The task = Output every line of the rows below as a numbered list, omitting blank lines and the pictures.

Excerpted data =
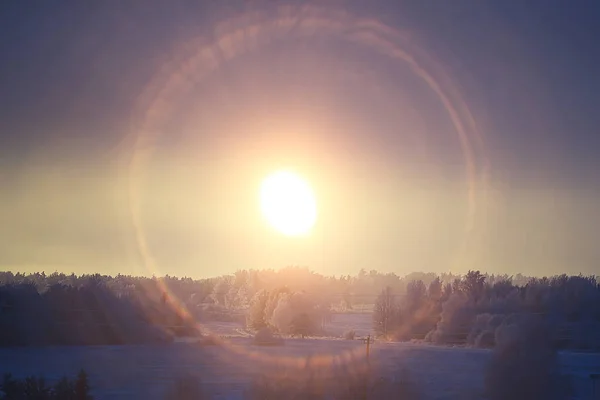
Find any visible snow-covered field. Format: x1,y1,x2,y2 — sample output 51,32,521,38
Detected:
0,315,600,400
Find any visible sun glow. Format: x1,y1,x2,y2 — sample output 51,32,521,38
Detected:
260,171,317,236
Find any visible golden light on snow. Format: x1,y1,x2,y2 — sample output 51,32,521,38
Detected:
260,171,317,236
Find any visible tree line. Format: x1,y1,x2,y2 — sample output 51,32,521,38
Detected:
373,271,600,351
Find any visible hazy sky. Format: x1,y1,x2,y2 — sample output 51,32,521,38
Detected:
0,0,600,276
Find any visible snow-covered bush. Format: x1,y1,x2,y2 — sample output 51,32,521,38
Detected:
344,329,356,340
425,293,475,344
254,328,283,346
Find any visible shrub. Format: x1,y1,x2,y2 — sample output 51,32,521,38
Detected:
0,370,93,400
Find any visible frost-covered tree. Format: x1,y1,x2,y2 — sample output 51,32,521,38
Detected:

Output =
1. Find any visible snow-covered field. Format: x1,y1,x2,y2 — sample output 51,32,521,38
2. Detected:
3. 0,315,600,400
4. Find any visible sun glow. Format: x1,y1,x2,y2 — sample output 51,32,521,38
5. Detected:
6. 260,171,317,236
7. Find any visible golden light on snow. Format: x1,y1,x2,y2 — sample output 51,32,521,38
8. Detected:
9. 260,171,317,236
10. Find any visible tree line. Format: x1,y1,x2,y2 — sample output 51,32,521,38
11. Detected:
12. 373,271,600,351
13. Find any visible hazy sky. Format: x1,y1,x2,y2 — sample output 51,32,521,38
14. Detected:
15. 0,0,600,276
16. Find any visible snow-covered bush. Format: x1,y1,x2,y2 — sample output 51,32,521,38
17. Detected:
18. 344,329,356,340
19. 425,293,475,344
20. 254,328,283,346
21. Find any visible shrub. Format: x1,y1,x2,y2 — sample output 51,32,521,38
22. Detected:
23. 0,370,93,400
24. Find any visible frost-covered tree. Format: x1,y1,x2,y2 — sample output 51,32,521,38
25. Detected:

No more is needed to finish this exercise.